Directions —
[1] In the short-term missions essay, condense the paragraph that begins "Very little is required of most missionaries today" into a few bullet points that keep its main claims.
[2] Continue the short-term missions essay with the next paragraph, picking up after its last sentence and keeping its argument and tone.

Text provided —

☆ ☆ ☆ ☆

Short-Term Missions - Glenn Conjurske

Short-Term Missions

by GlennConjurske

One of the ways in which the modern means of rapid travel have proved a curse to the church has been in the introduction of “short-term missions.” The advent of the modern means of travel has made it easy to travel to and from all parts of the globe. Modern inventions in general have made everything easy which was formerly difficult, but ease is a very uncertain blessing. It was God who made things difficult for man, as soon as man became a sinner, and was there no wisdom in this? Does the world know better than God? It is a plain command of God that the servant of Christ should “endure hardness, as a good soldier of Jesus Christ” (II Tim. 2:3), but since the advent of a thousand modern inventions, there is scarcely any hardship left to endure. The effect of this has not been good. Hardship makes character, and tries character too. Modern times offer but little which will build solid character, and little to test it either. It is now easy to produce books, and easy to multiply copies of them, and the result is that the church is flooded with them, and most of them of little or no worth. It is easy to be a missionary in modern times, and this fact has of course lowered the character of the missionary in general. The time was when to be a missionary meant to devote one’s life to it. At the present day it may mean no more than a slight interruption to our normal affairs.

Very little is required of most missionaries today—-even of “regular” missionaries—-to say nothing of the “short-term” variety. In the days when missions were difficult, they were not attempted at all, except by those who possessed a high degree of devotedness, purpose, and commitment. Thus, though missionaries may not have been plentiful in those days, they were of the right sort. To be a missionary then meant sacrifice. It required a high degree of commitment.

☆ ☆ ☆ ☆

Information —
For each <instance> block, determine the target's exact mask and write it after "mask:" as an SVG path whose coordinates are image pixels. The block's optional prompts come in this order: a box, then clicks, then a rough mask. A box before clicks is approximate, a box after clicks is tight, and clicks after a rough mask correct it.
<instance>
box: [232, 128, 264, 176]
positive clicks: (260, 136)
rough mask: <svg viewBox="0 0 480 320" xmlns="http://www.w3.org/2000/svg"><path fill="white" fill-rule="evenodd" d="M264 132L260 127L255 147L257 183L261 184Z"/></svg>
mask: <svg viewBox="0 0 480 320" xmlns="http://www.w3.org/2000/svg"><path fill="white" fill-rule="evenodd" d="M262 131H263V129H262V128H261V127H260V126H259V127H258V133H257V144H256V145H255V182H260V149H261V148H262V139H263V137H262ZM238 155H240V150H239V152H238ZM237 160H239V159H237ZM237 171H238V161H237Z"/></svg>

☆ ☆ ☆ ☆

Exercise responses —
[1]
- Little is asked of most missionaries today, whether regular or short-term.
- When missions were hard, only people with strong devotion, purpose, and commitment took them on.
- So missionaries were fewer then, but they were the right kind.
- Being a missionary meant sacrifice and deep commitment.

[2]
It was nearly two centuries ago that the first missionaries departed from America for heathen shores. Among them was Adoniram Judson. In those days the trip to the field often occupied as much time as the term of service does today. Missionaries did not embark on that trip expecting soon to return. They did not expect to return at all, but to give their lives to the work. In 1811 Adoniram Judson, who was about to depart for the mission field, and who had proposed marriage to Ann Hasseltine, wrote to Ann’s father,

“I have now to ask, whether you can consent to part with your daughter early next spring, to see her no more in this world; whether you can consent to her departure for a heathen land, and her subjection to the hardships and sufferings of a missionary life; whether you can consent to her exposure to the dangers of the ocean; to the fatal influence of the southern climate of India; to every kind of want and distress; to degradation, insult, persecution, and perhaps a violent death. Can you consent to all this, for the sake of Him who left his heavenly home, and died for her and for you; for the sake of perishing immortal souls; for the sake of Zion, and the glory of God? Can you consent to all this, in hope of soon meeting your daughter in the world of glory, with a crown of righteousness, brightened by the acclamations of praise which shall redound to her Saviour from heathens saved, through her means, from eternal woe and despair?”

Ann Hasseltine had written herself in 1810, at the age of twenty, “I feel willing, and expect, if nothing in providence prevents, to spend my days in this world in heathen lands. Yes, Lydia, I have about come to the determination to give up all my comforts and enjoyments here, sacrifice my affection to relatives and friends, and go where God, in his providence, shall see fit to place me. My determinations are not hasty, or formed without viewing the dangers, trials and hardships attendant on a missionary life.”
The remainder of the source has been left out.